[Point placement listing]
§ §

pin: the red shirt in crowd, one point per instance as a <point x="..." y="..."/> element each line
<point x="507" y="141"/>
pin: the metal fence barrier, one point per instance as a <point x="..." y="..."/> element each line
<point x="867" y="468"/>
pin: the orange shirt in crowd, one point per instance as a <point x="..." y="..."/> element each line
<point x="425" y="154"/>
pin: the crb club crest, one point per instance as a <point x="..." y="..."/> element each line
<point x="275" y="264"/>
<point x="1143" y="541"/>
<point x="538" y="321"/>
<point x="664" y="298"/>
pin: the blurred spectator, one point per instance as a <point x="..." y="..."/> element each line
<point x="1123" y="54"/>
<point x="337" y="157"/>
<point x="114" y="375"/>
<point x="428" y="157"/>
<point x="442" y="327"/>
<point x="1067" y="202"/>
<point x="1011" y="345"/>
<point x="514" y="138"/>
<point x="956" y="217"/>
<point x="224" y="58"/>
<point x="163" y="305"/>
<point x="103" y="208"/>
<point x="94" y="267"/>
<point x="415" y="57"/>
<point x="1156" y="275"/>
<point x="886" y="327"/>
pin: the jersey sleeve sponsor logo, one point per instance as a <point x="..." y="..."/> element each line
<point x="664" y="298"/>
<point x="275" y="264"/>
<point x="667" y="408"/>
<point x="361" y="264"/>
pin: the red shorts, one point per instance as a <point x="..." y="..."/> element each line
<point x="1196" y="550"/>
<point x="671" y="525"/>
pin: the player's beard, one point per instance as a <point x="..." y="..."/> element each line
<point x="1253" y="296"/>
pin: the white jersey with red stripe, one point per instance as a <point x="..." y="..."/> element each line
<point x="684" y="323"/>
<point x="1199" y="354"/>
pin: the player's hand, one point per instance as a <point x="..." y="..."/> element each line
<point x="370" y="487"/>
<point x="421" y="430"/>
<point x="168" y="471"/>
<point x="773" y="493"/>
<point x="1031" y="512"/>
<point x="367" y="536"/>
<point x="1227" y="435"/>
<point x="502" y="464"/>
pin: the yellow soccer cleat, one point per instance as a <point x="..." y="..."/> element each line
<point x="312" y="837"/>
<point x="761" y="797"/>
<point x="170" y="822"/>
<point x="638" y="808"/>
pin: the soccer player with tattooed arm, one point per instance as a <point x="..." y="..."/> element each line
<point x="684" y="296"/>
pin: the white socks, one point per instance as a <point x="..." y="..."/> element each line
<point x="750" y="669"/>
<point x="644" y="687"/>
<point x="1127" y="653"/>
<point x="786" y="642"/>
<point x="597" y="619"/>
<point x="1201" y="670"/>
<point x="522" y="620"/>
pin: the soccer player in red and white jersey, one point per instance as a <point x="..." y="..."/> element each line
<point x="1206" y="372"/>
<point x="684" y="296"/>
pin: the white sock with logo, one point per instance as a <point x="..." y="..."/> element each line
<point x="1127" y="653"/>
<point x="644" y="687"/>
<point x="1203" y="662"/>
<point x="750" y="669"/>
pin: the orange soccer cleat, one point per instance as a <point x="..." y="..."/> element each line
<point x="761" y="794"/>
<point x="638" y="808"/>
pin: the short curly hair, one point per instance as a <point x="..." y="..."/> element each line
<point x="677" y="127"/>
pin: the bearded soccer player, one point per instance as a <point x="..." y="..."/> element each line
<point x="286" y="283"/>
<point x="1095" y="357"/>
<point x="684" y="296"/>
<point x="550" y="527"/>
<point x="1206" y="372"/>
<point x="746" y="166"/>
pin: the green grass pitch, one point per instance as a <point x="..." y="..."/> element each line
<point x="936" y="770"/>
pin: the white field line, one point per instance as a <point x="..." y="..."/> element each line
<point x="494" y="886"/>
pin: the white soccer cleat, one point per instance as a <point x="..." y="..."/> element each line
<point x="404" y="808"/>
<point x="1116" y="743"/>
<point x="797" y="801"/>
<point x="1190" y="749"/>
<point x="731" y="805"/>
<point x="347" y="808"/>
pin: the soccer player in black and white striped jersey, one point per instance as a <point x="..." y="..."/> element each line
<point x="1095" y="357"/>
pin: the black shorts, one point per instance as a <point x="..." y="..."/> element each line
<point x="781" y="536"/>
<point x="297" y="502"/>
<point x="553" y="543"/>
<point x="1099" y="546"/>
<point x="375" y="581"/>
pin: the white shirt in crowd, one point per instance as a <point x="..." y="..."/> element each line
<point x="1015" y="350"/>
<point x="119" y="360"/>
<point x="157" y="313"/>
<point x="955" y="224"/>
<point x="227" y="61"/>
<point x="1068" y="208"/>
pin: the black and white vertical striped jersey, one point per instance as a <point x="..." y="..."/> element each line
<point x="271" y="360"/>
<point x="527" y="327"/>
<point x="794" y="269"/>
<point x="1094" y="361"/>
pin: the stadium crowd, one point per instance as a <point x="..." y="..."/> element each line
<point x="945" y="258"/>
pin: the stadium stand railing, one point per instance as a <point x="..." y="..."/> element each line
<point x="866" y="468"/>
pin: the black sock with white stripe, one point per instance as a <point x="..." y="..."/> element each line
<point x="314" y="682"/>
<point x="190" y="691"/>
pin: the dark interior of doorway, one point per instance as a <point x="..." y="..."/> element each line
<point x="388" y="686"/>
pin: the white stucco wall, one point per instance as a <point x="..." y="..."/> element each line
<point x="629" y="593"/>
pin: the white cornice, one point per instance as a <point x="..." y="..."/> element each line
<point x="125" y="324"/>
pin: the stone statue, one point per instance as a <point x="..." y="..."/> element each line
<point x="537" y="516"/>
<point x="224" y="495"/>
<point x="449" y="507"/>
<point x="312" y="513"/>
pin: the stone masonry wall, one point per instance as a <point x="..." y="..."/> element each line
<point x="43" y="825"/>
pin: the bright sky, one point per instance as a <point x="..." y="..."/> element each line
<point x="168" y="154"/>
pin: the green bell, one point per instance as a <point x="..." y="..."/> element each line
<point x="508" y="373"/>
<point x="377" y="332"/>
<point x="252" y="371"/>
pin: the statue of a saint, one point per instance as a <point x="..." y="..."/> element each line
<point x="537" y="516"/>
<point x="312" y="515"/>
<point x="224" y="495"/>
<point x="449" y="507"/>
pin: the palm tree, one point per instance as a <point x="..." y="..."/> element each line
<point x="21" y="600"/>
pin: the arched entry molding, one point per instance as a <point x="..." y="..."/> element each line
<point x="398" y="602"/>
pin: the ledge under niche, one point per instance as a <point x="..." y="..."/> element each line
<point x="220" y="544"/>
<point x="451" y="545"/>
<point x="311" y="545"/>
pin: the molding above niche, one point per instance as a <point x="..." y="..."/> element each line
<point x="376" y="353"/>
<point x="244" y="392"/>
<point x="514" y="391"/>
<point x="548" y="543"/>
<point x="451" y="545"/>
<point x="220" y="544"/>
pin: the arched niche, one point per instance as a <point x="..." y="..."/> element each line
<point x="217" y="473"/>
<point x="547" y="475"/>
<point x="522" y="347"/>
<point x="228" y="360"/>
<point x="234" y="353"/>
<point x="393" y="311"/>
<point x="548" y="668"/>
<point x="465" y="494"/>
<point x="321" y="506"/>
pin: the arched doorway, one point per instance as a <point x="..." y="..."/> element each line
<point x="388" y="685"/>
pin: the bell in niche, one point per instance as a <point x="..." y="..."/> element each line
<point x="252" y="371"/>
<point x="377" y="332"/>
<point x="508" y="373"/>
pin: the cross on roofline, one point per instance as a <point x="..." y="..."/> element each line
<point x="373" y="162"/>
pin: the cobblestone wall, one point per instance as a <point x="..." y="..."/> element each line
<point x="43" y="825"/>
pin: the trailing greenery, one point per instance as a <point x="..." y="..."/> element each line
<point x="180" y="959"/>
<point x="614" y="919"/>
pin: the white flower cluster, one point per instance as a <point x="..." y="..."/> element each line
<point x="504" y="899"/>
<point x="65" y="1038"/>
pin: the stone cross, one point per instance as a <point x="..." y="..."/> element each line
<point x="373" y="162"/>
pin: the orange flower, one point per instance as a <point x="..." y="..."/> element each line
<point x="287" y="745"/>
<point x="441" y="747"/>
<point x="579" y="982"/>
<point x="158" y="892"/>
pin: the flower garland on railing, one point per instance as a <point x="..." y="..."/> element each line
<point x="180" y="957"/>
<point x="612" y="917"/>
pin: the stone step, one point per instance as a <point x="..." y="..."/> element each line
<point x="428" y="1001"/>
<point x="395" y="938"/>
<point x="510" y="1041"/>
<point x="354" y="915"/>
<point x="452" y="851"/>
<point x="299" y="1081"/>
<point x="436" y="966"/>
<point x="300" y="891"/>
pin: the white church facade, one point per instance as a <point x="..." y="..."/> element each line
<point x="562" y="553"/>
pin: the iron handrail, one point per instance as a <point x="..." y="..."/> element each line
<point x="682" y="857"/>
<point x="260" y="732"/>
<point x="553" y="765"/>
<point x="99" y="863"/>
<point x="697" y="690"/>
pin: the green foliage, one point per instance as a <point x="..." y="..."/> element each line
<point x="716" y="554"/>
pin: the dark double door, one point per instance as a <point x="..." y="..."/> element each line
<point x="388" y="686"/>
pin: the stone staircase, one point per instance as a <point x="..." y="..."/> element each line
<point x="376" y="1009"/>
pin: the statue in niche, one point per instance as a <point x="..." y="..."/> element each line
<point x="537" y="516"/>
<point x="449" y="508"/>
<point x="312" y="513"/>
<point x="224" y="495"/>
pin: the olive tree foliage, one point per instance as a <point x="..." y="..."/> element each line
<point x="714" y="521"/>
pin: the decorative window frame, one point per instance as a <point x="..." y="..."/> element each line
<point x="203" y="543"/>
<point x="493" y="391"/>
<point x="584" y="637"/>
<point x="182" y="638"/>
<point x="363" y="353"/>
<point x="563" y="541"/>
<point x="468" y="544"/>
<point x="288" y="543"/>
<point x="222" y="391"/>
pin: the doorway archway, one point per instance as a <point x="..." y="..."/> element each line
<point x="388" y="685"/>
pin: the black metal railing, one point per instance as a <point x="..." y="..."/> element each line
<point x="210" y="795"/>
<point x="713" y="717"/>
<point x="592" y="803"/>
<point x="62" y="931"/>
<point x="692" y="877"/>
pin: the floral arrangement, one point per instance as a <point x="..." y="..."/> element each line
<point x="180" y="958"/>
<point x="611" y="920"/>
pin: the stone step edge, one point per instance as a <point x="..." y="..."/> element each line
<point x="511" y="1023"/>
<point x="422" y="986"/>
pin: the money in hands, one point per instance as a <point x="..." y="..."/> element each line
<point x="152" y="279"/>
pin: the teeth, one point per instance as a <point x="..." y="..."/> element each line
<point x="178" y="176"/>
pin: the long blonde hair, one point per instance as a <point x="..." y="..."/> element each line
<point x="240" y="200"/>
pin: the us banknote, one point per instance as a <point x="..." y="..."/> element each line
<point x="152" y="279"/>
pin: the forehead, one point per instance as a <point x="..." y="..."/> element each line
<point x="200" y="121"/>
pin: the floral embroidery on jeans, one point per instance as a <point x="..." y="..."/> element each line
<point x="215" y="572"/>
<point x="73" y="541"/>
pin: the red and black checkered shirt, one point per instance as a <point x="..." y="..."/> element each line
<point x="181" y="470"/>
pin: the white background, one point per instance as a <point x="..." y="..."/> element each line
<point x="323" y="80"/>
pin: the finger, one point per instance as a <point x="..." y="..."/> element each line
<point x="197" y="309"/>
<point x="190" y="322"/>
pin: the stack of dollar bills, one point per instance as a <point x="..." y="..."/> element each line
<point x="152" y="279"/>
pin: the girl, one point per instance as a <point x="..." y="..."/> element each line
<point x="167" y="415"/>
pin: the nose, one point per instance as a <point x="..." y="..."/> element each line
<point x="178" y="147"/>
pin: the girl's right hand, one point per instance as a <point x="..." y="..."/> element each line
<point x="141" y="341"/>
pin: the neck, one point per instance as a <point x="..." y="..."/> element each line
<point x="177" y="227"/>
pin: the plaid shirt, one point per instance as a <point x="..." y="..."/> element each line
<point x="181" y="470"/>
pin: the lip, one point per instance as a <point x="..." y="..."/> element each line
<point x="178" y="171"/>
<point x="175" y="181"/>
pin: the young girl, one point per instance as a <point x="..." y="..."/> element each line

§ §

* **Given instruction**
Repeat, unchanged, everything in the listing from the line containing "pin: the long" down to its last line.

* **Answer for this exercise**
pin: the long blonde hair, one point per instance as a <point x="..." y="..."/> element each line
<point x="240" y="200"/>
pin: the us banknote, one point per instance as a <point x="..." y="..."/> element each line
<point x="152" y="279"/>
pin: the forehead, one point per instance as a <point x="..." y="..."/> element each line
<point x="200" y="121"/>
pin: the floral embroidery on jeans, one point per instance as a <point x="..." y="..."/> element each line
<point x="215" y="572"/>
<point x="73" y="541"/>
pin: the red and black checkered shirt, one point per instance as a <point x="..." y="..."/> element each line
<point x="181" y="470"/>
pin: the white background, one point per instance as a <point x="..." y="..."/> element each line
<point x="323" y="80"/>
pin: the finger, one point per instance as a <point x="..." y="..."/> element each line
<point x="197" y="309"/>
<point x="190" y="322"/>
pin: the stack of dollar bills, one point per instance as a <point x="..." y="..."/> element each line
<point x="152" y="279"/>
pin: the girl, one point per instance as a <point x="..." y="..."/> element each line
<point x="167" y="415"/>
pin: the nose, one point per instance as a <point x="..." y="..."/> element each line
<point x="178" y="147"/>
pin: the girl's right hand, one point per instance as a <point x="..." y="..."/> element each line
<point x="141" y="341"/>
pin: the neck, one point per instance as a <point x="..." y="..."/> element each line
<point x="177" y="227"/>
pin: the plaid shirt, one point per instance as a <point x="..." y="..."/> element each line
<point x="181" y="470"/>
pin: the lip, one point per instance as a <point x="..." y="..."/> element each line
<point x="178" y="171"/>
<point x="175" y="181"/>
pin: the young girl, one point per instance as a <point x="..." y="..."/> element each line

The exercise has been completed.